In your answer, copy every entry that follows exactly.

□ □ □

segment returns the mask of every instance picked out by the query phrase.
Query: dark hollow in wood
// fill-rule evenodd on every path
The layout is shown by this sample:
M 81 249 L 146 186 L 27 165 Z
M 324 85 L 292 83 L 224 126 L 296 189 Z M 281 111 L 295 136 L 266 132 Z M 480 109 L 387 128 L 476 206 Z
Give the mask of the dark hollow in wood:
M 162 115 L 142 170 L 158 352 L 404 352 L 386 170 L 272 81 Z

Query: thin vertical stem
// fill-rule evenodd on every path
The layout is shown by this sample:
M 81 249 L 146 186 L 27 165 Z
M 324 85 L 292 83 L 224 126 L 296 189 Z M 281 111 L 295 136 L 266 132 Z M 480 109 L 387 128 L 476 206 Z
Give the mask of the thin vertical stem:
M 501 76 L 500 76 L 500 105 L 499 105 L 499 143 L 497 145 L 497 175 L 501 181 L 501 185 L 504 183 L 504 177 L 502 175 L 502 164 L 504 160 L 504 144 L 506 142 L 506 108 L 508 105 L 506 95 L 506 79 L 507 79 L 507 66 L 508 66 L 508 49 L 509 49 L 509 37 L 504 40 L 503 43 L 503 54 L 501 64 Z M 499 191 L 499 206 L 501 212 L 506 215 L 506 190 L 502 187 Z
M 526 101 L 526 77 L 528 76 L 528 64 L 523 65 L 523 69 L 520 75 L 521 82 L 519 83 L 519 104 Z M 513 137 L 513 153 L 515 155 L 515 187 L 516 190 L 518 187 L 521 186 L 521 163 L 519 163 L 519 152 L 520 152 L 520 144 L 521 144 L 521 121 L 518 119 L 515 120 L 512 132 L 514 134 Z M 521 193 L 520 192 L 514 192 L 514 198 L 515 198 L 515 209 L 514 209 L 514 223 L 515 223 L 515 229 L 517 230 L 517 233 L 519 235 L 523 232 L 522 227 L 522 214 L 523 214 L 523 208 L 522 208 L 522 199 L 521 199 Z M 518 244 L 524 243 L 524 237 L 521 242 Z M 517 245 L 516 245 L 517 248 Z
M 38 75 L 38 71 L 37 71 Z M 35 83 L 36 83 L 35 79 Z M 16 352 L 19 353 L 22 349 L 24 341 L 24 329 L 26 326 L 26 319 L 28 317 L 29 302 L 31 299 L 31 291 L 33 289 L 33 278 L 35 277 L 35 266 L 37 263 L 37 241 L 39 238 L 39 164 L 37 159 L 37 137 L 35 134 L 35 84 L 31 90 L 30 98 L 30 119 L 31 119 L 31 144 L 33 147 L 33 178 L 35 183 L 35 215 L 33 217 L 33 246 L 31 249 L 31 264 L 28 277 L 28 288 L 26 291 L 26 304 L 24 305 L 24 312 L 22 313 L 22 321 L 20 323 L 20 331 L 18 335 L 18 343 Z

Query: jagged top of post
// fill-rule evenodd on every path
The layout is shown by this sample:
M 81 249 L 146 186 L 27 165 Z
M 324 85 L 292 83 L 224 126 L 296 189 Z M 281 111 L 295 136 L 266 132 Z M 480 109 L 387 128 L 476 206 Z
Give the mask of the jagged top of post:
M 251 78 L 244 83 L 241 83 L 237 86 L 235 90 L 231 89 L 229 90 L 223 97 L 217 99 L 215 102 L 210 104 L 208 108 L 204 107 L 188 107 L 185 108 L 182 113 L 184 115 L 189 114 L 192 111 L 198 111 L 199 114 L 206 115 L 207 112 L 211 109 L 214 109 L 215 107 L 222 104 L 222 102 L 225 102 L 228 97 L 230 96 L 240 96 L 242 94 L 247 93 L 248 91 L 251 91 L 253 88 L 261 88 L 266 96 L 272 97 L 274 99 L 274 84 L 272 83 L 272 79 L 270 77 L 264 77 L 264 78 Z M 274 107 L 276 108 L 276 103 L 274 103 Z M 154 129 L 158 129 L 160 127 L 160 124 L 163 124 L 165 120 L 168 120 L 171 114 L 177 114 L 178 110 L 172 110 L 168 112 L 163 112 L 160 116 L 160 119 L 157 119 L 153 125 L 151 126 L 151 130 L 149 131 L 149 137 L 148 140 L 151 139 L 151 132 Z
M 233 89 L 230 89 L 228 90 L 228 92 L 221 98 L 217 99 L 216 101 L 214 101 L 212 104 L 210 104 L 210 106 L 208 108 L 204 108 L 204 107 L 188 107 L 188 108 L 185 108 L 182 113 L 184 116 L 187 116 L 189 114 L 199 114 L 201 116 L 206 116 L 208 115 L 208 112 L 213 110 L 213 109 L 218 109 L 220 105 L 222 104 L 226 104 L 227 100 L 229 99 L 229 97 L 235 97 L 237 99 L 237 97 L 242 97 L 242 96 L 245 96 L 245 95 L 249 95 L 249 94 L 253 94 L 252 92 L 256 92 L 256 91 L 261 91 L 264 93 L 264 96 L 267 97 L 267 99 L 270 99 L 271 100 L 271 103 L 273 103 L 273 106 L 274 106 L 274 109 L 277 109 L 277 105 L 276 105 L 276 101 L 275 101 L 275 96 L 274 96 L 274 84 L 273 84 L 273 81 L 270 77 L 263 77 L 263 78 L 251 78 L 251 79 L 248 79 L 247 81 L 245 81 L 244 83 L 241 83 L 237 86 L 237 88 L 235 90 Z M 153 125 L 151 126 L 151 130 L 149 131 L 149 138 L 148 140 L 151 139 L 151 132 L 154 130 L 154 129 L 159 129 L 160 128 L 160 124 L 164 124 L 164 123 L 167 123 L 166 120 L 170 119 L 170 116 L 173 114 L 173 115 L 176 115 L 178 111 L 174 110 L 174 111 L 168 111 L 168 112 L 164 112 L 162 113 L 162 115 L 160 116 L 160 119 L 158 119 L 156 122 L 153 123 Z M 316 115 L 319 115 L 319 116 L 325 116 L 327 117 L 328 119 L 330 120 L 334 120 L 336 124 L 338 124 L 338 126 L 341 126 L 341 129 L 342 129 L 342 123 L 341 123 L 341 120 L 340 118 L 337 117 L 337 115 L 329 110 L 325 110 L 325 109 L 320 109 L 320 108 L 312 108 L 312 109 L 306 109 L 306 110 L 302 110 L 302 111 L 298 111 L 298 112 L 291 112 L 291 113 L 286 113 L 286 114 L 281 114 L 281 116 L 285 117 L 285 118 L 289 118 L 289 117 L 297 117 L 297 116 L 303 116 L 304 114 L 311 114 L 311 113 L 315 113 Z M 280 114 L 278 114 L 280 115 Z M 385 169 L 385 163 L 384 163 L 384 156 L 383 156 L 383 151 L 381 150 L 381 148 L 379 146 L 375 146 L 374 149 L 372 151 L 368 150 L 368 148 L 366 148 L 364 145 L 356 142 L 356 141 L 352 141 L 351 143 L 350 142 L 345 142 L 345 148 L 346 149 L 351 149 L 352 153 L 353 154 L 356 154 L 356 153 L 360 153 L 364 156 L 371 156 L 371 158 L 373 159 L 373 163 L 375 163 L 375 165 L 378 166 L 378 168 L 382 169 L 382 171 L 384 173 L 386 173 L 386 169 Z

□ □ □

(Expected output):
segment returns the mask of every instance picked out by the query phrase.
Query: dark hollow in wood
// fill-rule evenodd on every path
The layout is shown by this sample:
M 81 249 L 146 186 L 27 165 Z
M 324 85 L 292 83 L 224 126 L 296 189 Z M 281 111 L 295 136 L 266 132 Z M 480 109 L 387 128 L 476 206 Z
Give the mask of the dark hollow in wood:
M 162 115 L 142 170 L 158 352 L 404 352 L 386 170 L 272 81 Z

Query: thin vertical stem
// fill-rule evenodd on every path
The layout is shown by this sample:
M 81 249 L 146 186 L 27 165 Z
M 324 85 L 292 83 L 224 126 L 296 189 Z M 281 111 L 295 136 L 266 132 Z M 480 109 L 387 128 L 476 206 Z
Give the mask of the thin vertical stem:
M 501 76 L 500 76 L 500 105 L 499 105 L 499 143 L 497 145 L 497 175 L 501 181 L 501 185 L 504 183 L 504 177 L 502 175 L 502 164 L 504 160 L 504 144 L 506 142 L 506 108 L 508 105 L 506 95 L 506 79 L 507 79 L 507 66 L 508 66 L 508 49 L 509 49 L 509 37 L 504 40 L 503 43 L 503 54 L 501 64 Z M 499 191 L 499 206 L 501 212 L 506 215 L 506 190 L 502 187 Z
M 526 101 L 526 77 L 528 76 L 528 64 L 523 65 L 523 69 L 520 75 L 521 82 L 519 83 L 519 104 Z M 513 137 L 513 153 L 515 155 L 515 187 L 516 190 L 518 187 L 521 186 L 521 163 L 519 163 L 519 152 L 520 152 L 520 144 L 521 144 L 521 121 L 518 119 L 515 120 L 512 132 L 514 134 Z M 521 193 L 520 192 L 514 192 L 514 198 L 515 198 L 515 209 L 514 209 L 514 223 L 515 223 L 515 229 L 517 230 L 517 233 L 519 235 L 523 232 L 522 227 L 522 214 L 523 214 L 523 208 L 522 208 L 522 199 L 521 199 Z M 518 244 L 524 243 L 524 237 L 521 242 Z M 517 245 L 516 245 L 517 248 Z
M 38 75 L 38 71 L 37 71 Z M 35 83 L 36 83 L 35 79 Z M 16 352 L 19 353 L 22 349 L 24 341 L 24 329 L 26 326 L 26 319 L 28 317 L 29 302 L 31 299 L 31 291 L 33 289 L 33 278 L 35 277 L 35 266 L 37 263 L 37 241 L 39 238 L 39 164 L 37 159 L 37 137 L 35 134 L 35 84 L 31 90 L 30 98 L 30 119 L 31 119 L 31 144 L 33 147 L 33 178 L 35 183 L 35 215 L 33 217 L 33 246 L 31 249 L 31 264 L 28 277 L 28 288 L 26 291 L 26 304 L 24 305 L 24 312 L 22 313 L 22 321 L 20 323 L 20 331 L 18 335 L 18 343 Z

Query: jagged top of post
// fill-rule evenodd on every path
The layout is shown by this sample:
M 81 249 L 146 186 L 27 165 Z
M 324 85 L 292 83 L 224 126 L 296 189 Z M 281 111 L 295 136 L 266 132 Z M 480 109 L 387 128 L 476 206 Z
Give the mask of the jagged top of post:
M 251 78 L 244 83 L 241 83 L 237 86 L 235 90 L 231 89 L 229 90 L 223 97 L 217 99 L 215 102 L 210 104 L 208 108 L 204 107 L 188 107 L 185 108 L 182 113 L 184 115 L 189 114 L 192 111 L 198 111 L 199 114 L 206 115 L 207 112 L 211 109 L 214 109 L 215 107 L 222 104 L 222 102 L 225 102 L 228 97 L 230 96 L 240 96 L 242 94 L 247 93 L 248 91 L 251 91 L 253 88 L 261 88 L 266 96 L 272 97 L 274 99 L 274 84 L 272 83 L 272 79 L 270 77 L 264 77 L 264 78 Z M 274 107 L 276 108 L 276 103 L 274 103 Z M 154 129 L 158 129 L 160 127 L 160 124 L 163 124 L 165 120 L 168 120 L 171 114 L 177 114 L 178 110 L 172 110 L 168 112 L 163 112 L 160 116 L 160 119 L 157 119 L 153 125 L 151 126 L 151 130 L 149 131 L 149 137 L 148 140 L 151 139 L 151 132 Z
M 233 89 L 230 89 L 228 90 L 228 92 L 221 98 L 217 99 L 216 101 L 214 101 L 212 104 L 210 104 L 210 106 L 208 108 L 204 108 L 204 107 L 188 107 L 188 108 L 185 108 L 182 113 L 184 116 L 187 116 L 189 114 L 199 114 L 201 116 L 206 116 L 208 115 L 208 112 L 213 110 L 213 109 L 218 109 L 220 105 L 222 104 L 226 104 L 227 100 L 229 99 L 229 97 L 235 97 L 237 99 L 237 97 L 242 97 L 242 96 L 245 96 L 245 95 L 249 95 L 249 94 L 253 94 L 252 92 L 256 92 L 256 91 L 261 91 L 264 93 L 264 96 L 267 97 L 267 99 L 270 99 L 271 100 L 271 103 L 273 103 L 273 106 L 274 106 L 274 109 L 277 109 L 277 105 L 276 105 L 276 101 L 275 101 L 275 96 L 274 96 L 274 84 L 273 84 L 273 81 L 270 77 L 263 77 L 263 78 L 251 78 L 251 79 L 248 79 L 247 81 L 245 81 L 244 83 L 241 83 L 237 86 L 237 88 L 235 90 Z M 153 125 L 151 126 L 151 130 L 149 131 L 149 138 L 148 140 L 151 139 L 151 132 L 154 130 L 154 129 L 159 129 L 160 128 L 160 124 L 164 124 L 164 123 L 167 123 L 166 120 L 170 119 L 170 116 L 173 114 L 173 115 L 176 115 L 178 111 L 174 110 L 174 111 L 168 111 L 168 112 L 164 112 L 162 113 L 162 115 L 160 116 L 160 119 L 158 119 L 156 122 L 153 123 Z M 316 115 L 319 115 L 319 116 L 325 116 L 327 117 L 328 119 L 330 120 L 334 120 L 336 124 L 338 124 L 338 126 L 341 126 L 341 129 L 342 129 L 342 123 L 341 123 L 341 120 L 340 118 L 337 117 L 337 115 L 329 110 L 325 110 L 325 109 L 320 109 L 320 108 L 312 108 L 312 109 L 306 109 L 306 110 L 302 110 L 302 111 L 298 111 L 298 112 L 291 112 L 291 113 L 286 113 L 286 114 L 281 114 L 281 116 L 285 117 L 285 118 L 289 118 L 289 117 L 297 117 L 297 116 L 303 116 L 304 114 L 311 114 L 311 113 L 315 113 Z M 280 114 L 278 114 L 280 115 Z M 385 169 L 385 163 L 384 163 L 384 156 L 383 156 L 383 151 L 381 150 L 381 148 L 379 146 L 375 146 L 374 149 L 372 151 L 368 150 L 368 148 L 366 148 L 364 145 L 356 142 L 356 141 L 352 141 L 351 143 L 350 142 L 345 142 L 345 148 L 346 149 L 351 149 L 352 153 L 353 154 L 356 154 L 356 153 L 360 153 L 364 156 L 371 156 L 371 158 L 373 159 L 373 163 L 375 163 L 375 165 L 378 166 L 378 168 L 382 169 L 382 171 L 384 173 L 386 173 L 386 169 Z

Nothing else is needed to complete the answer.